La filosofia politica ha il suo motivo dominante nel modo di impostare il rapporto di distinzione, di connessione e, a diversi 1ivelli, di interdipendenza tra morale e politica. Il punto di partenza è semplice: per divergenti che siano i fini contingenti delle diverse e opposte forze politiche in campo e degli uomini in esse impegnati, per tutti l’attività politica significa attività che si svolge a vantaggio della polis nella sua totalità e in rapporto alle altre comunità politiche. Dunque la politica non può avere, rispetto allo Stato e alla società a cui è logicamente e vitalmente connessa, un’efficacia negativa o distruttiva; e poiché la società e lo Stato rappresentano e sintetizzano scopi e interessi collettivi, una politica che persegua fini particolari in modo prevalente o esclusivo manca all’esigenza elementare e fondamentale che la costituisce come politica. La spontanea esigenza etica è interna al sorgere e all’esercizio dell’attività politica. L’«eticità» immanente all’attività politica in quanto tale, l’intima struttura teleologica e la tensione originaria al valore a cui quell’attività è orientata può essere elusa, calpestata o assecondata e attuata, ma essa è «condizionante» dell’attività politica. L’«eticità» può essere falsata nella politica contingente, ma ciò non importa uno snaturamento profondo e definitivo dell’attività politica, così come i fenomeni patologici non sopprimono le leggi che regolano le funzioni normali dell’organismo e la patologia non sostituisce la fisiologia. Il pensiero politico, senza ricorrere a presupposti di altra natura, dall’analisi stessa dell’attività che è suo oggetto di ricerca e del suo criterio caratterizzante, può dunque pervenire ad una prima conclusione: la politica non ha bisogno d’inchinarsi alla morale, quasi ad una estranea quanto dispotica sovrana, perché essa porta in sé strutturata una esigenza etica, distruggendo o ignorando la quale, si frusta l’efficacia stessa dell’azione politica.

=== Il compito ===
Spiega in non più di tre frasi perché, secondo il brano di testo sulla filosofia politica, una politica che persegue fini particolari in modo prevalente o esclusivo «manca all'esigenza elementare e fondamentale che la costituisce come politica».

=== Righe del dataset ===
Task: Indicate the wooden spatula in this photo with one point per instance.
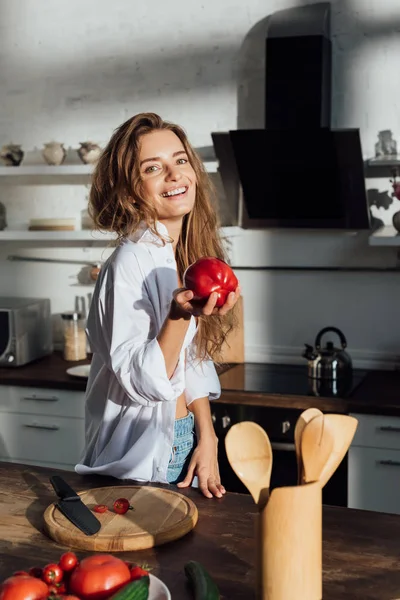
(316, 447)
(343, 429)
(302, 421)
(250, 455)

=== Risultato dell'esercizio ===
Per tutti l'attività politica si svolge a vantaggio della polis nella sua totalità. La società e lo Stato, a cui la politica è connessa, rappresentano e sintetizzano scopi e interessi collettivi. Una politica rivolta soprattutto o soltanto a fini particolari contraddice quindi l'esigenza stessa da cui nasce.